Para mi madre, por soñar
otros mundos y conquistarlos

Todo inmigrante recuerda con precisión el momento de la partida. La fecha exacta. El mes, el día, la hora. Los preparativos del viaje. Las ansias locas de encontrar un nuevo mundo, lleno de infinitas posibilidades. Crecí en un Perú sin luz, sin agua, y coches “bomba” que amenazaban con explotar en cualquier instante. A través de las películas y las series americanas que llegaban a Lima, mis compañeros del colegio y yo imaginábamos que Estados Unidos era un inmenso parque de diversiones, donde la gente vivía en casas alucinantes de uno o dos pisos, con techos de dos aguas, terrazas soleadas y jardines verdes, bonitos, con árboles que floreaban. Lo que más anhelábamos era la posibilidad de ir al colegio con ropa de calle, no con nuestros uniformes plomos, siempre tristes y húmedos bajo el cielo limeño y su inclemente garúa. Soñábamos con subirnos a un autobús escolar de color amarillo que llegaría puntual al paradero a recoger a los niños de forma ordenada, como en las películas. Para no tener que pelearnos en medio de la pista con otros hombres y mujeres y niños que intentaban abordar el micro o la combi en medio del tráfico, con boleteros colgados del estribo, intentando meter a los pasajeros como sardinas, fieles a esa bella mentira de que al fondo hay sitio.

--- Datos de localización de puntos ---
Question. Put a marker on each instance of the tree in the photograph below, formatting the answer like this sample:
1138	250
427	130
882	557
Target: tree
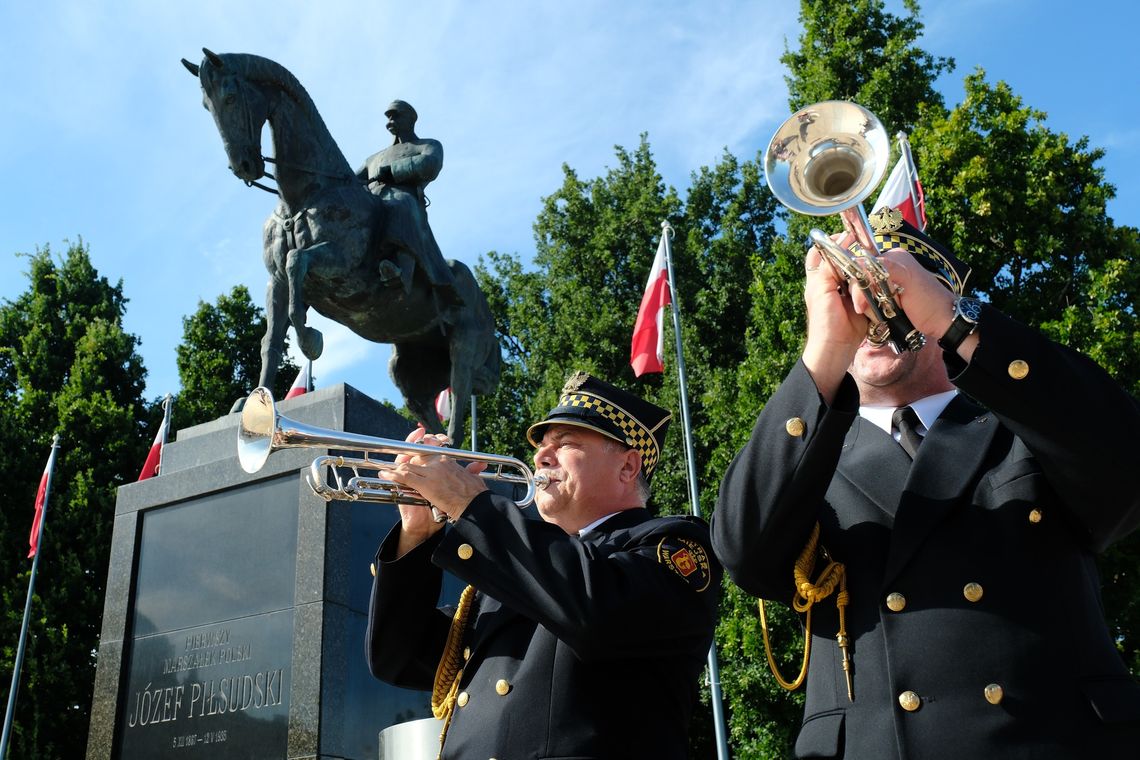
66	367
219	359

--- REQUISITOS DEL EJERCICIO ---
Continúa el fragmento sobre la infancia en Lima y el sueño de vivir en Estados Unidos, a partir de su última oración.

--- RESULTADO DEL EJERCICIO ---
Mi historia podría ser la de cualquier inmigrante que deja su país, guiado por esas locas ilusiones que nos impulsan a buscar un mejor destino, sin saber del todo que espinoso y lleno de baches es el camino que nos espera. A unos nos va mejor que a otros. Es cierto. Innegablemente. No es lo mismo llegar con papeles en la mano que como indocumentado. Tampoco lo es cruzar por los cerros o escondido en un maletero que entrar a Estados Unidos por la puerta grande, con una visa de turista, por ejemplo. O como exiliado. E importa, claro está, nuestro nivel de educación, nuestro estatus económico y todo aquello que traemos en nuestro equipaje de mano, cosido en la ropa, para no perderlo en ningún instante… Si estas diferencias las reconocieran los políticos que nos gobiernan otra sería nuestra historia. Si no nos metieran a todos dentro de un mismo saco roto.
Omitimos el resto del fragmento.